* _YOUR OBJECTIVE_
Show each row below that contains the string "leaf", copying the whole row. Case counts.

+++ DATA +++

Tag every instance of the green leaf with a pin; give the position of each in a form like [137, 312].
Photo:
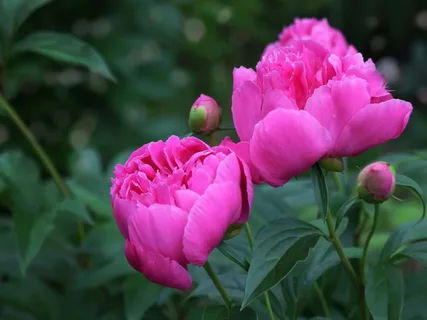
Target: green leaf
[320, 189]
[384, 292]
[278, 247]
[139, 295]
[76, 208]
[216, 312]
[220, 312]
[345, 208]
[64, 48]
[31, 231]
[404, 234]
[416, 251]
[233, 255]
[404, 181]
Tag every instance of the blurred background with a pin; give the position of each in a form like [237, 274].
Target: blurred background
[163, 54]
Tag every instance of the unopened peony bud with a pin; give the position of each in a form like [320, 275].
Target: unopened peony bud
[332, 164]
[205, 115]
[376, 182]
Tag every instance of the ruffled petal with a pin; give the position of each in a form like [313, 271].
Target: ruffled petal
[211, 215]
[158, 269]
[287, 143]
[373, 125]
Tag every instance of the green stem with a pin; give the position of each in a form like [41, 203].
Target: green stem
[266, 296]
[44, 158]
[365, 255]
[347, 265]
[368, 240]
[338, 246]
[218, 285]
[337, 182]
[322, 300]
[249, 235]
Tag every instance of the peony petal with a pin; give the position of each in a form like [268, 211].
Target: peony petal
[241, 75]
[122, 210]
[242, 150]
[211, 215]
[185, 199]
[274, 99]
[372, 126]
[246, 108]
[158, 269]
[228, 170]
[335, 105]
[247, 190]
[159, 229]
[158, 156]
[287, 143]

+++
+++ DATA +++

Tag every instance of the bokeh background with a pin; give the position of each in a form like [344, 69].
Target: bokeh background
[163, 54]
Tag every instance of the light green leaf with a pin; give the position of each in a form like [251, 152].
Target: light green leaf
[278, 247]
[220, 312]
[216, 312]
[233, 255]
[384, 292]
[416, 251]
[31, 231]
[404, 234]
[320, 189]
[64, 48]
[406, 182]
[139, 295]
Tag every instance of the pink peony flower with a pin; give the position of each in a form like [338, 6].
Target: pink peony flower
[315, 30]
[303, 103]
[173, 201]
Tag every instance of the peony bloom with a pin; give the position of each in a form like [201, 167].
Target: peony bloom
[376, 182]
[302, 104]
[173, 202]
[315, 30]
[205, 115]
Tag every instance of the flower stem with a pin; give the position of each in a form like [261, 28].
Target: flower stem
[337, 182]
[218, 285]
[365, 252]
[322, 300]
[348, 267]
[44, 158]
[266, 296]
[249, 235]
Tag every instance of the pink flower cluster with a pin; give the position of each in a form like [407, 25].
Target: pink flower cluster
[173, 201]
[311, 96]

+++

* _CORRECT OUTPUT_
Tag every instance of the green leaf with a pin; give the position of each in a form like [137, 312].
Target: green leaf
Tag every instance of the light green leaf with a pin; give the position of each in a form like [251, 152].
Target: light green leaf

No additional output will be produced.